● **WORK ITEM**
Please copy the anthrax article from the words "Oversight committees in" through the words "the panel's chairman.", replacing "formal" with "official" wherever it occurs.

● **DOCUMENT EXCERPT**
WASHINGTON (Reuters) - A growing anthrax scare at three government laboratories is drawing scrutiny from Congress about whether the U.S. Centers for Disease Control and Prevention (CDC) has the appropriate safety procedures in place to protect federal employees from contamination.
Oversight committees in both the Senate and the House of Representatives are weighing whether the potential exposure of 84 people to one of the deadliest strains of anthrax at CDC facilities in Atlanta could merit formal congressional hearings, aides said.
One of the panels, the Senate Health, Education, Labor and Pensions Committee, is "closely monitoring" the situation and early next week "will make a formal request to CDC Director Tom Frieden for additional follow-up information," said Allison Preiss, a spokeswoman for Democratic Senator Tom Harkin of Iowa, the panel's chairman.
The CDC said it will cede control of the investigation to the U.S. Department of Agriculture "to avoid potential conflicts of interest."
Lawmakers and aides say the breach is only the latest problem involving safety protocols intended to protect agency employees and visitors at a bioterror lab on the CDC campus, known as Building 18.

● **EXTRACTED ENTRIES**
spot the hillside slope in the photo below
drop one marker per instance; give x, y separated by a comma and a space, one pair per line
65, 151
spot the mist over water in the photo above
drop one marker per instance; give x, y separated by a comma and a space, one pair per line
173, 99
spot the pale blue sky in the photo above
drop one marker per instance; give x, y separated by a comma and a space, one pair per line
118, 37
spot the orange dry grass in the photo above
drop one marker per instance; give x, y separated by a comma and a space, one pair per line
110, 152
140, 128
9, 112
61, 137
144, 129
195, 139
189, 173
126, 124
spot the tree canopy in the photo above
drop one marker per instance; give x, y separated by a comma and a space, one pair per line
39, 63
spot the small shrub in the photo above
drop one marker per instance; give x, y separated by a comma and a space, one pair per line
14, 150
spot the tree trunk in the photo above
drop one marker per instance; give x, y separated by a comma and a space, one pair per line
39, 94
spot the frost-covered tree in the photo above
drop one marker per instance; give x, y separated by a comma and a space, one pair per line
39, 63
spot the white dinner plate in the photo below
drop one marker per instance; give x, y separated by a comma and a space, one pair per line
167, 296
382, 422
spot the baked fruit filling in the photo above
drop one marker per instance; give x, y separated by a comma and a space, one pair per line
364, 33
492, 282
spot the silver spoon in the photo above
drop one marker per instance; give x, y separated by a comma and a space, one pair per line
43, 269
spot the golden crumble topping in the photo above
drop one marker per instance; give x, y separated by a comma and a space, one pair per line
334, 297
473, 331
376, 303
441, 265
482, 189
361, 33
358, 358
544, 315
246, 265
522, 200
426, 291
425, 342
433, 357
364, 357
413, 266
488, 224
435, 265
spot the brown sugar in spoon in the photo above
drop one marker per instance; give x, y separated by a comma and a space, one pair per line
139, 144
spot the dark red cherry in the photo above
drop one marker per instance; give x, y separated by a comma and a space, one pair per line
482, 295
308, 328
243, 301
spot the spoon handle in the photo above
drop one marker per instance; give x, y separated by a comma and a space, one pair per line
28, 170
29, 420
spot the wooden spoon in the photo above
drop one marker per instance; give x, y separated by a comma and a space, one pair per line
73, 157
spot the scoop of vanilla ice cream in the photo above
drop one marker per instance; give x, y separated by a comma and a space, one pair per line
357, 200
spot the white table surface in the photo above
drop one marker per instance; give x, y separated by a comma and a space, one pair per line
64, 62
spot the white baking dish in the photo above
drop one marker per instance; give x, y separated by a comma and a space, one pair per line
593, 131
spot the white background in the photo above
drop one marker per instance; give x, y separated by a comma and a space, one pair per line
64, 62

● **OUTPUT OF THE EXERCISE**
Oversight committees in both the Senate and the House of Representatives are weighing whether the potential exposure of 84 people to one of the deadliest strains of anthrax at CDC facilities in Atlanta could merit official congressional hearings, aides said.
One of the panels, the Senate Health, Education, Labor and Pensions Committee, is "closely monitoring" the situation and early next week "will make a official request to CDC Director Tom Frieden for additional follow-up information," said Allison Preiss, a spokeswoman for Democratic Senator Tom Harkin of Iowa, the panel's chairman.